(Data items)
================

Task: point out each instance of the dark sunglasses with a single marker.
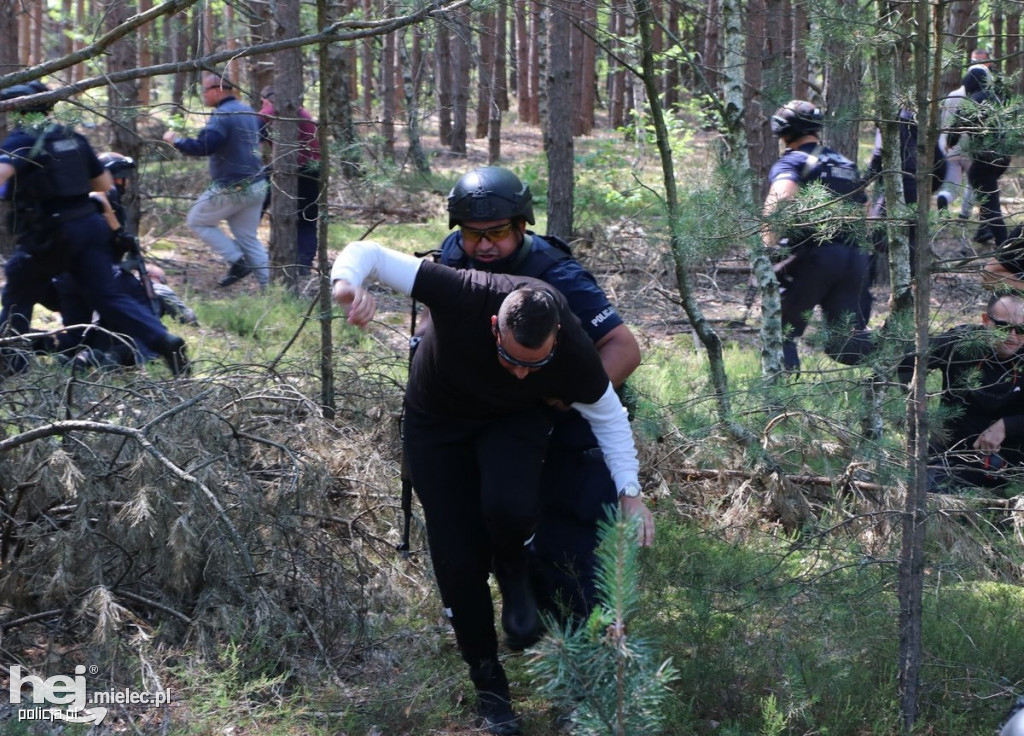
(504, 355)
(473, 235)
(1004, 325)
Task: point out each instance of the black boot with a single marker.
(236, 273)
(172, 349)
(520, 618)
(494, 706)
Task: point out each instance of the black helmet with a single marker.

================

In the copy, include no pictures; otherwise transcribe the entries exactly.

▶ [Result for this exercise]:
Task: point out each instance of the dark sunglasses with a single marker.
(504, 355)
(473, 235)
(1004, 325)
Task: point out each instance of the black boot with a single marker.
(236, 273)
(172, 349)
(520, 618)
(494, 706)
Task: point out each instance of the black helmet with a single marker.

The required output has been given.